Exercício breve: Redigite sem alterações a parte da resenha sobre anarquismo e organização que começa em "A coletânea aqui" e segue até "e edições estrangeiras.".

--- Trecho ---

Anarquia e organização | Nestor Makhno

Aqueles que pesquisam sobre o movimento operário no Brasil durante e República Velha freqüentemente se deparam com propostas anarquistas e sua posição frente à Revolução Soviética. Não raro, contudo, os textos específicos do ideário (ou ideários) anarquista(s) que servem de parâmetro para interpretação da conduta dos militantes limitam-se a excertos pinçados dos chamados “grandes teóricos”: Proudhon, Bakunin, Kropotkin, Reclus. Creio que isso ocorre por dois motivos. Um deles seria a ausência de instâncias organizativas em meio ao movimento anarquista capazes de definir com clareza o ideário. Com efeito, na ausência de um partido – mesmo que não de cunho eleitoral – efetuando congressos com certa freqüência, é difícil dizer qual seria a auto-definida como correta posição anarquista: em suma, é difícil definir o que seria a ortodoxia anarquista (se é que isso faz sentido). O outro motivo seria a ausência de textos em português, ou, de qualquer modo, mais acessíveis, de autores anarquistas explicitando seu pensamento. É certo que a coletânea de George Woodcock cumpre parcialmente essa função de prover um volume em português o suficiente denso de textos e contextualizações que sirvam de guia para a interpretação. Contudo, alguns problemas de tradução dessa coletânea interferem, por exemplo, na apreciação da relação que anarquismo e sindicalismo mantiveram durante o Congresso de Amsterdam, de 1907. 1

A coletânea aqui resenhada não resolve esse tipo de problema, mas tem dois grandes méritos. O primeiro é trazer textos anarquistas contextualizados e tematicamente organizados capazes de responder a uma questão específica: quais foram os efeitos da derrota anarquista na Revolução Soviética sobre a forma desses militantes pensarem seus modelos de organização? O segundo mérito é trazer textos praticamente inacessíveis aos que não têm acesso a bibliotecas e edições estrangeiras.

--- Dados extraídos ---

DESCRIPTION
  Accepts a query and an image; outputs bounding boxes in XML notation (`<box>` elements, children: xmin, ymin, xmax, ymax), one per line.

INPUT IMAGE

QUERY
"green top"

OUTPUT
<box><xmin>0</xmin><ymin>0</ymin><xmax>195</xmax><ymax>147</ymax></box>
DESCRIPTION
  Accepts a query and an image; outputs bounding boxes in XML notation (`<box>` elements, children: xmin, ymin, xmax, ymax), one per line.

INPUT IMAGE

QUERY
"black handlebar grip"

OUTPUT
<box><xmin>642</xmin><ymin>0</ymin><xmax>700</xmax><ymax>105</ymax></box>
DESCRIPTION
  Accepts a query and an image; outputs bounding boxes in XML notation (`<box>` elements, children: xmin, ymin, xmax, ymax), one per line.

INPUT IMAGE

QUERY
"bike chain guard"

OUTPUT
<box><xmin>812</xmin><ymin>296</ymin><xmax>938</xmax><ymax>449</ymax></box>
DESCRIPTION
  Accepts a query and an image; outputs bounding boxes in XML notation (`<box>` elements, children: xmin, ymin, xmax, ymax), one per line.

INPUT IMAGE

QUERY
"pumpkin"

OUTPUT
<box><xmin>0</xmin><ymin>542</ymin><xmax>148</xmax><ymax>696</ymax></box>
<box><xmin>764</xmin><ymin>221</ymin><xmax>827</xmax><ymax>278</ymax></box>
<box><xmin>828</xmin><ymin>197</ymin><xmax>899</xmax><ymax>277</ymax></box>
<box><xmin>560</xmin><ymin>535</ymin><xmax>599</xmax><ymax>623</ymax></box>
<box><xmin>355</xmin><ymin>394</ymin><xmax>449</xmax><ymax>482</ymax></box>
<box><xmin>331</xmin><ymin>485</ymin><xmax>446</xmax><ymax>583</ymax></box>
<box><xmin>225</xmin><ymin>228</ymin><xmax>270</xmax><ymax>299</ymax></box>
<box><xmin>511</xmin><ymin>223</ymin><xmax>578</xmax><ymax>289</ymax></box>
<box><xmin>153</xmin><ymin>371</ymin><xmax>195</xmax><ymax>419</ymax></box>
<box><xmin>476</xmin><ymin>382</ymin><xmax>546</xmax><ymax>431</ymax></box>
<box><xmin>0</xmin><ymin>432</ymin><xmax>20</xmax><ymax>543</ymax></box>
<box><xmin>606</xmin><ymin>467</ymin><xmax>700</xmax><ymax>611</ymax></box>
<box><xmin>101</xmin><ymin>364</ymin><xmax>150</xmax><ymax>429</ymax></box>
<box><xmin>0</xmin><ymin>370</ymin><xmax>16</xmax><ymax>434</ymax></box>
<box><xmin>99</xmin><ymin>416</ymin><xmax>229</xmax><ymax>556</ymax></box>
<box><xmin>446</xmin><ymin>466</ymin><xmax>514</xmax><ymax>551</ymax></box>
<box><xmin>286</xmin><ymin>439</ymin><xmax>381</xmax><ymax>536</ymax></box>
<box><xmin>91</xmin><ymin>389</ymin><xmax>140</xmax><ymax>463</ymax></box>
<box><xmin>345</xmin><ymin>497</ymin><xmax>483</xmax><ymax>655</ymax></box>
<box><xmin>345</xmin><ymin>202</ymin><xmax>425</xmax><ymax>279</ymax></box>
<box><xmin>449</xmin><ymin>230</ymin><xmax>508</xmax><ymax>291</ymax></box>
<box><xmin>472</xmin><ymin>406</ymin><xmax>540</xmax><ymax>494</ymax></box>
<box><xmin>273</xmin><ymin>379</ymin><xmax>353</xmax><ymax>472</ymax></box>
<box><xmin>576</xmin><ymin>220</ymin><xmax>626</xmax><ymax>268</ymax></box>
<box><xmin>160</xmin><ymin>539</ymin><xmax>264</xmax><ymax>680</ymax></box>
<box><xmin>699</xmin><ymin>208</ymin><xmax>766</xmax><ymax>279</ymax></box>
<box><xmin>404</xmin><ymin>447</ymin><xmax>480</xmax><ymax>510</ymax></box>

---

Tarefa concluída:
A coletânea aqui resenhada não resolve esse tipo de problema, mas tem dois grandes méritos. O primeiro é trazer textos anarquistas contextualizados e tematicamente organizados capazes de responder a uma questão específica: quais foram os efeitos da derrota anarquista na Revolução Soviética sobre a forma desses militantes pensarem seus modelos de organização? O segundo mérito é trazer textos praticamente inacessíveis aos que não têm acesso a bibliotecas e edições estrangeiras.